=== Excerpted text ===

Fair World Project Letter to Fairtrade International (FLO) Regarding US Market
Enter Email

 Watch the Video


March 8, 2011

To: Fairtrade International Board, Executive Team and the Global Operation Team

Fair trade is a social movement and market model that aims to empower small-scale farmers and consumers in underdeveloped countries to create an alternative trading system that supports equitable trading, sustainable development and long-term trading relationships. Fair trade supports fair prices and wages for producers, safe working conditions, investment in community development projects, and the elimination of child labor, workplace discrimination and exploitation.


Certified fair trade products now represent a multi-billion dollar industry with over 10,000 products in the marketplace, with more than $1 billion dollars in annual sales in the United States.  Fair trade exists, and has grown largely thanks to the continuous work by fair trade producers, advocates and alternative trade organizations. For fair trade to realize its objectives, fair trade certifiers must significantly improve transparency, accountability to civil society, and governance.


Fair Trade USA’s (FTUSA; formerly TransFair USA) split from Fairtrade International (FLO) has laid bare the numerous fractures in the fair trade community, the lack of accountability to small producers and the marginalization of civil society by FLO and FTUSA.  Fair World Project (FWP) has detailed the failings, challenges and opportunities over the last six months for the fair trade movement and market in the United States, especially in light of FTUSA’s unilateral actions (www.fairworldproject.org).  In the last 12 months FWP has mobilized over 20,000 concerned consumers to take action to improve fair trade standards and policies. 


FLO has made numerous affirmations towards improving the global system, but there is still much work to be done. As part of an ongoing engagement process, FLO convened a meeting in February 28th for fair trade producer representatives, advocates, alternative trade organizations and companies in New York City. FLO representatives proposed a plan for the United States that consisted not of a stand alone Labelling Initiative (LI) composed of members of civil society with representation on the FLO General Assembly, but of a Fairtrade Marketing Operation (FMO) without power to develop and contribute to FLO policies.   


FMOs are FLO’s approach to developing emerging fair trade markets. FWP understands the justification for the proposal of an FMO in an era of scarce resources. However, the US is a mature fair trade market with hundreds of millions of dollars in annual fair trade sales and requires significant attention and resources, or risk losing market share to other low bar social certification schemes.  As one of the largest markets in the world, US fair trade civil society and market representatives need the same voting power as any other LI in the General Assembly in order to impact policy.  FMOs currently do not have voting rights within FLO and thus cannot impact policy or procedural matters. US civil society must be recognized by FLO and have voting power.


Furthermore, FLO must guarantee an accountable and globally recognized governance structure in the United States, be it an FMO or LI. To assure a democratic and representative FMO, FLO must open up the US FMO board application process and prioritize a majority of civil society representatives, including small producer, alternative trade organizations (ATOs) and fair trade advocate organizations.

=== Data shown ===

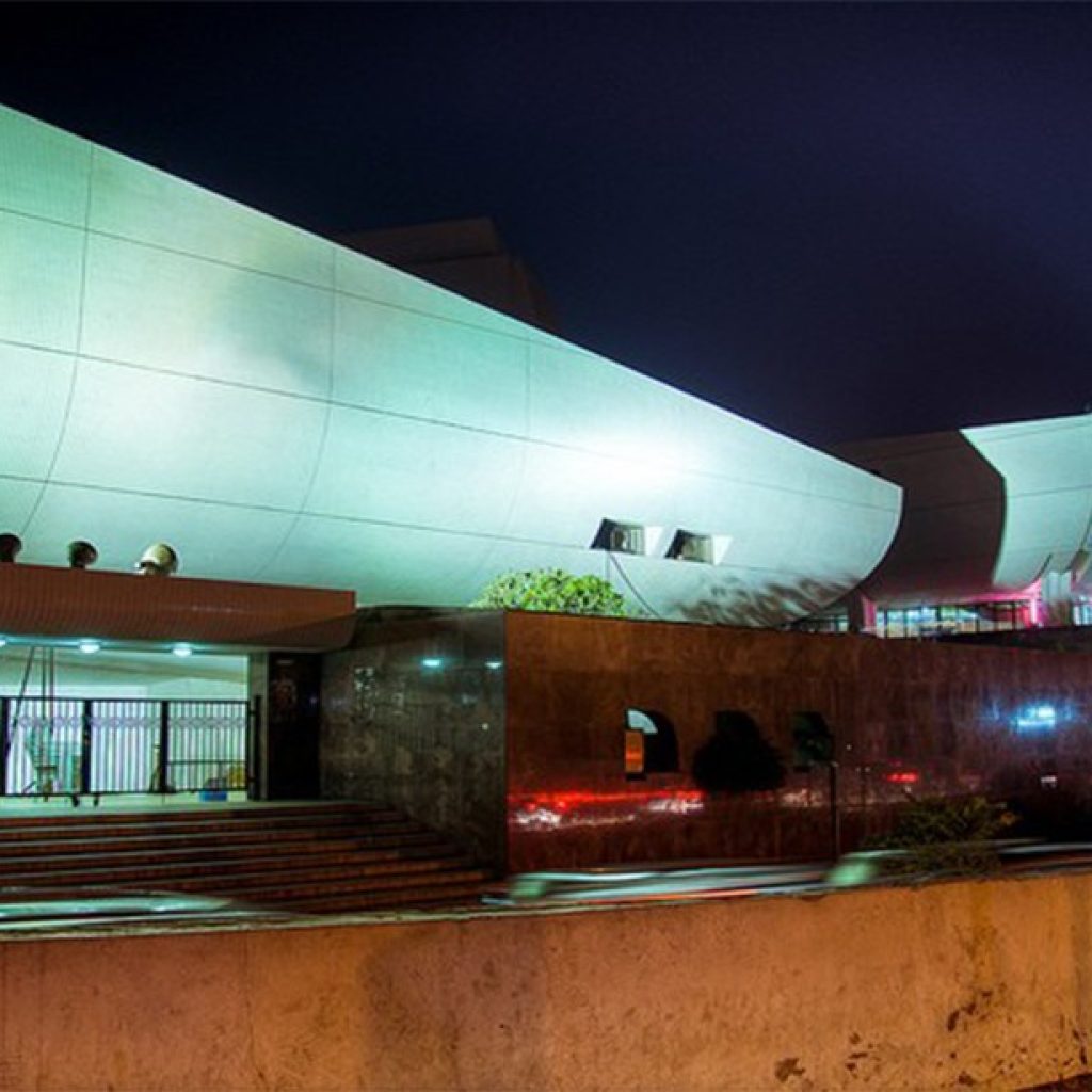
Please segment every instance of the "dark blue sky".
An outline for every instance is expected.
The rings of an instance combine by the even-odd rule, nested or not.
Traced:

===
=== Data shown ===

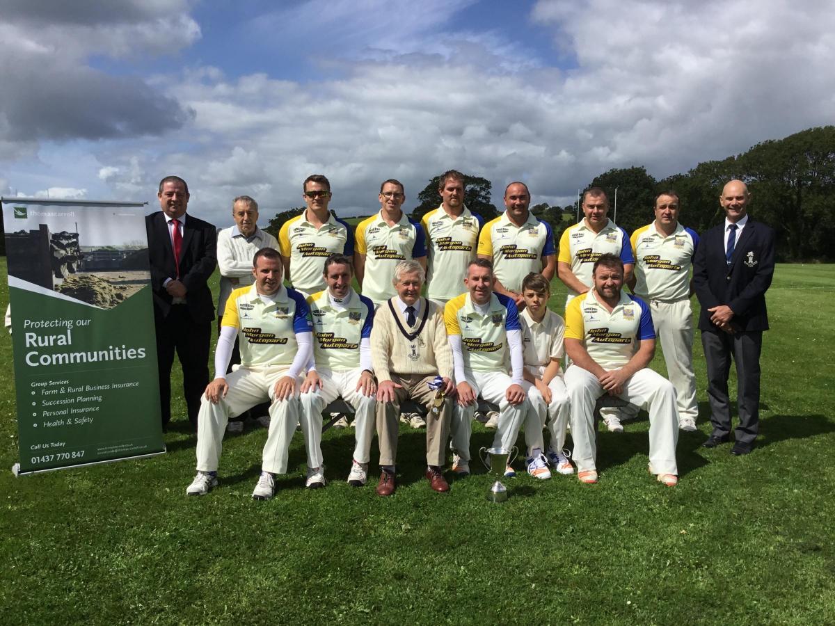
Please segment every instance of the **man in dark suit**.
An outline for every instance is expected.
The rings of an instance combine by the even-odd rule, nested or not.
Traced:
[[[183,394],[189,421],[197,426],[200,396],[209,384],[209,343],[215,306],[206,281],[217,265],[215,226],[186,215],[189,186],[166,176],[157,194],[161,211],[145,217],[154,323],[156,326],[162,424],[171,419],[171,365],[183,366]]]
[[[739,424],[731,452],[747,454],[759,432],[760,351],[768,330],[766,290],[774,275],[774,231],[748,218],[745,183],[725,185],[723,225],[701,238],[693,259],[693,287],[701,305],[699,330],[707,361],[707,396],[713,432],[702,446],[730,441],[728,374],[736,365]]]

===
=== Data shown ===

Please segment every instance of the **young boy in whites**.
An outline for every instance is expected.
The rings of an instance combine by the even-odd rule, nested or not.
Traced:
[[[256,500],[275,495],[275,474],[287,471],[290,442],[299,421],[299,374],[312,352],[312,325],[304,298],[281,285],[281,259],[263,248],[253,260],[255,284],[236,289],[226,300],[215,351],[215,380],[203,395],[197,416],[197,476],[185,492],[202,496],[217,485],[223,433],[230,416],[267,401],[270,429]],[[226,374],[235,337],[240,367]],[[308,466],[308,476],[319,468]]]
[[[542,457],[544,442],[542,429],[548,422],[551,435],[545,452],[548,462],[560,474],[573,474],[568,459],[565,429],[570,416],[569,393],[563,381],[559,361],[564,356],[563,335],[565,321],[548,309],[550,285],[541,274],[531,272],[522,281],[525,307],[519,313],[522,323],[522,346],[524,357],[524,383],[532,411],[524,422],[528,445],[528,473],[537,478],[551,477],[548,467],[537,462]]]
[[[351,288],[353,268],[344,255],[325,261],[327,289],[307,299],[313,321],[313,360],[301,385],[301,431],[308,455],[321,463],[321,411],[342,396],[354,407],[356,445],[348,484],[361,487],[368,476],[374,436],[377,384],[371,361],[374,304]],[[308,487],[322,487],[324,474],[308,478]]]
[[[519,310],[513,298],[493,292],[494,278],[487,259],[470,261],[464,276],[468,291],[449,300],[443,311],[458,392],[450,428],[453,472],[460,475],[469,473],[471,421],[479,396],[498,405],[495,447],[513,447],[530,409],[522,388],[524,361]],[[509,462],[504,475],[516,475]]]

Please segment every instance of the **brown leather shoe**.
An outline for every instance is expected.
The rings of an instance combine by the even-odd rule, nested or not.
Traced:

===

- [To be done]:
[1] Based on the letter, explain in one to three sentences why US fair trade representatives need the same voting power as a Labelling Initiative.
[2] List the groups the letter says FLO convened for its February 28th meeting in New York City.
[3] From the letter, extract the passage between "Fair Trade USA’s" and "standards and policies.", inclusive.

- [Expected outputs]:
[1] FMOs have no voting rights within FLO, so they cannot affect policy or procedural matters. As one of the largest fair trade markets in the world, the US needs civil society and market representatives with the same voting power as any other LI in the General Assembly so they can influence policy.

[2]
- Fair trade producer representatives
- Advocates
- Alternative trade organizations
- Companies

[3]
Fair Trade USA’s (FTUSA; formerly TransFair USA) split from Fairtrade International (FLO) has laid bare the numerous fractures in the fair trade community, the lack of accountability to small producers and the marginalization of civil society by FLO and FTUSA.  Fair World Project (FWP) has detailed the failings, challenges and opportunities over the last six months for the fair trade movement and market in the United States, especially in light of FTUSA’s unilateral actions (www.fairworldproject.org).  In the last 12 months FWP has mobilized over 20,000 concerned consumers to take action to improve fair trade standards and policies.